> Exercises to complete
**A.** Rewrite the July planet-viewing guide starting with "This has been" and going on through "find it at all.", changing "crescent" to "sliver".
**B.** Write what comes next in the July planet-viewing guide, picking up after its final sentence.

> Supplied text

┌──

Jupiter is visible all night throughout July, transiting a bit before midnight. It only gets up to about 30 degrees at its highest point, though. So this isn’t a great year for Jupiter watchers looking for those tiny subtle details in the bands.
This has been a great year for Venus watchers. It’s hard to believe, when the evening star has been so high late into the night for so long, but in July we’ll finally lose it, as Venus slips between us and the sun. At first it will get brighter since it’s moving closer to us:brightest on the 12th. Since it’s getting closer to us, its disk as viewed in a telescope will get much larger as its phase shrinks to a slim crescent. At the same time, Venus is sinking lower in the sky, ever closer to the sun. It’s also fairly far south, so by the end of July it will be tough to find it at all.
Saturn, too, is visible in the early evening, drawing closer to the sun and becoming increasingly hard to find as July progresses.
Mars continues to edge marginally higher in the morning sky.It’s joined this month by Mercury, which makes an appearance just before dawn in the second half of the month.

└──

Labeled region data:
┌──

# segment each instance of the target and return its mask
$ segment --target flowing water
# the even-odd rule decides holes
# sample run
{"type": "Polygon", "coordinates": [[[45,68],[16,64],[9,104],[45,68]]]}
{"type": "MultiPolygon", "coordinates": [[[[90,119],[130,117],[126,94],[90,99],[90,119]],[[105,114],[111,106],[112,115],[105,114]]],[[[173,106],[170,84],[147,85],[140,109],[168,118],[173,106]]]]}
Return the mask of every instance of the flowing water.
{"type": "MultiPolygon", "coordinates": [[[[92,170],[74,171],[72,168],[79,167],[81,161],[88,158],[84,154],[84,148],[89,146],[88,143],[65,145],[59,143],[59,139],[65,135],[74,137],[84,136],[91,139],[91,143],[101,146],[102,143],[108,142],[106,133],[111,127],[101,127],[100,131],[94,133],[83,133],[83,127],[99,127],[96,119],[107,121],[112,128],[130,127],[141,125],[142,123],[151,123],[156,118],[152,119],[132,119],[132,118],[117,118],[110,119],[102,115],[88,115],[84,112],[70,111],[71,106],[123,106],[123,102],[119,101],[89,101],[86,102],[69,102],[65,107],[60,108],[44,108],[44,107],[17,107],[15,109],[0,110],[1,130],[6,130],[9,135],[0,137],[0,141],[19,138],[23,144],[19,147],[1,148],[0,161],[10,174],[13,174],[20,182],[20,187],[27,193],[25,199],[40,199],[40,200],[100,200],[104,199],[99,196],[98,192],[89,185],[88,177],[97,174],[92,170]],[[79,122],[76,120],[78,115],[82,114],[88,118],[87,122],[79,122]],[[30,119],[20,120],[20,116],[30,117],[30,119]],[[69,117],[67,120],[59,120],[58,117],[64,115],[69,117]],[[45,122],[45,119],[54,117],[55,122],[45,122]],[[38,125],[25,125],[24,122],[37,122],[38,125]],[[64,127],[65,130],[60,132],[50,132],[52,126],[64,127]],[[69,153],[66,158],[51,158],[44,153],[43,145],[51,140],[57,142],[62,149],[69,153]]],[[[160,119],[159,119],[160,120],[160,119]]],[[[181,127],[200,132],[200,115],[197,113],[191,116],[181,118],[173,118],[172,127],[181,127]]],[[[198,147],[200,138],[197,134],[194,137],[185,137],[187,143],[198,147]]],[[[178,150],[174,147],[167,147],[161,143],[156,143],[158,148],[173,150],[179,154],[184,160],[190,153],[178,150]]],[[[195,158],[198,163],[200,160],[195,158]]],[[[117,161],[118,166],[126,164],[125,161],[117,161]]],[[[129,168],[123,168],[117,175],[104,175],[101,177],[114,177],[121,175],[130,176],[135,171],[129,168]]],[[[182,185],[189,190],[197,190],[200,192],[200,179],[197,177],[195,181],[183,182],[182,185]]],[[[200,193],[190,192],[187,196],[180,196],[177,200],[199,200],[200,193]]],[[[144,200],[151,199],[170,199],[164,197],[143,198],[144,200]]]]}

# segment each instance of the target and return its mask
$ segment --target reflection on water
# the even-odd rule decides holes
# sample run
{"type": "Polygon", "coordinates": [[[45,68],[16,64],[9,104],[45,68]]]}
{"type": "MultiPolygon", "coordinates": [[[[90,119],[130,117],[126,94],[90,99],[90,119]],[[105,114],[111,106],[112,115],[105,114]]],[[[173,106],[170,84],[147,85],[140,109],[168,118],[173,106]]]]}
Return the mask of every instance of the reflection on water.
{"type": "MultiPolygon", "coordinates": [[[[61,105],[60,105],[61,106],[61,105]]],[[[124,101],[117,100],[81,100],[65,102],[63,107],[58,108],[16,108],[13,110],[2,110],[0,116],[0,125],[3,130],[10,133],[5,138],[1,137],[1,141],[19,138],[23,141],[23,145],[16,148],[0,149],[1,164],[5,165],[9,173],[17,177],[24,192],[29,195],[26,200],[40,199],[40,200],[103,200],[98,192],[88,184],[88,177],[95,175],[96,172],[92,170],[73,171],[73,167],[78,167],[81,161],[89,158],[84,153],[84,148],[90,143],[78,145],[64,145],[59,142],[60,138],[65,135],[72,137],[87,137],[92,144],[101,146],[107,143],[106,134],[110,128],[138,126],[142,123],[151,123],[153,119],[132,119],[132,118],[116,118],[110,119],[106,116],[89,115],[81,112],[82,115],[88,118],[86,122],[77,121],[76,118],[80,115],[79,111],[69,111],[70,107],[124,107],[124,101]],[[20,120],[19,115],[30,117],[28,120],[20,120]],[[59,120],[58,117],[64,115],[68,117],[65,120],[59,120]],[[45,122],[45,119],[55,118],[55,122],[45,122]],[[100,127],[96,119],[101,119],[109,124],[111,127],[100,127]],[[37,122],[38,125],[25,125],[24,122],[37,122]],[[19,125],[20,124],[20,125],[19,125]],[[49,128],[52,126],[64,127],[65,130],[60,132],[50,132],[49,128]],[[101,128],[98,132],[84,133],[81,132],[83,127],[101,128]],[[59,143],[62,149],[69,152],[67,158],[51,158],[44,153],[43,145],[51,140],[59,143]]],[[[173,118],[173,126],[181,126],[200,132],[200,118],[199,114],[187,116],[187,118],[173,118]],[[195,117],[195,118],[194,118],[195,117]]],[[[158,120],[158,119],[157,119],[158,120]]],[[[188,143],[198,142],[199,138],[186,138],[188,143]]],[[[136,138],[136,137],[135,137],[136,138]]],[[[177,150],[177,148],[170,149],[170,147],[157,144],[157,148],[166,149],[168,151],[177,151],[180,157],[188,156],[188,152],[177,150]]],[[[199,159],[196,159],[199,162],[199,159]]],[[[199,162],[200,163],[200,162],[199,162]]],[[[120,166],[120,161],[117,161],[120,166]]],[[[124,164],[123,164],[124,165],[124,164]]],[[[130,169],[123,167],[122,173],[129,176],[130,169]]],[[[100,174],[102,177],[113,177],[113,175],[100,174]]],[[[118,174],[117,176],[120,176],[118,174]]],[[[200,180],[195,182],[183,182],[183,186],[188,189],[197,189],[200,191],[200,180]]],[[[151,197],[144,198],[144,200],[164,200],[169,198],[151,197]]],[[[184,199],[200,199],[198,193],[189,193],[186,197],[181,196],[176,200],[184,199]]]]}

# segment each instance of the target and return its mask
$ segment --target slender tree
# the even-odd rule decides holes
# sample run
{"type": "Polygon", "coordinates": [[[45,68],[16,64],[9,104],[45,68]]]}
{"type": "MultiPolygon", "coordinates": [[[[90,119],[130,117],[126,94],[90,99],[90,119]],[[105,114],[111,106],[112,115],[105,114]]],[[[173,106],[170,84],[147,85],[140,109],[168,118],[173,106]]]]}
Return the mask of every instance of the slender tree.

└──

> Task-by-task answers
**A.**
This has been a great year for Venus watchers. It’s hard to believe, when the evening star has been so high late into the night for so long, but in July we’ll finally lose it, as Venus slips between us and the sun. At first it will get brighter since it’s moving closer to us:brightest on the 12th. Since it’s getting closer to us, its disk as viewed in a telescope will get much larger as its phase shrinks to a slim sliver. At the same time, Venus is sinking lower in the sky, ever closer to the sun. It’s also fairly far south, so by the end of July it will be tough to find it at all.

**B.**
Uranus (in Aquarius) and Neptune (in Capricornus) rise a little after sunset and are visible all night. Neither one gets very high, but they should be fairly easy targets if you’re out observing late at night and want to take a break from small green disks of planetary nebulae to see small green disks of planets. They’ll only get better over the next few months.
Finally, if you’ve ever thought about chasing down an asteroid, the next few months offer a great time to look for (4) Vesta or (1) Ceres. Why? NASA is about to launch a mission, called “Dawn”, to explore these two large and bright asteroids, and they’re soliciting amateur sketches and images. Dawn is scheduled to launch sometime in early July.
Asteroids are generally referred to both by number (in order of discovery) and name (chosen by the discoverer). So (1) Ceres was the first asteroid every discovered, and its discoverer Giuseppe Piazzi decided to name it after the goddess of the harvest. (4) Vesta was the fourth asteroid to be discovered, by Heinrich Wilhelm Olbers, who named it after the goddess of the hearth, perhaps because of its brightness. More recently discovered asteroids have been given all sorts of names, like (9885) Linux, (3834) Zappafrank or my favorite, (22338) Janemojo, named after two SJAA members.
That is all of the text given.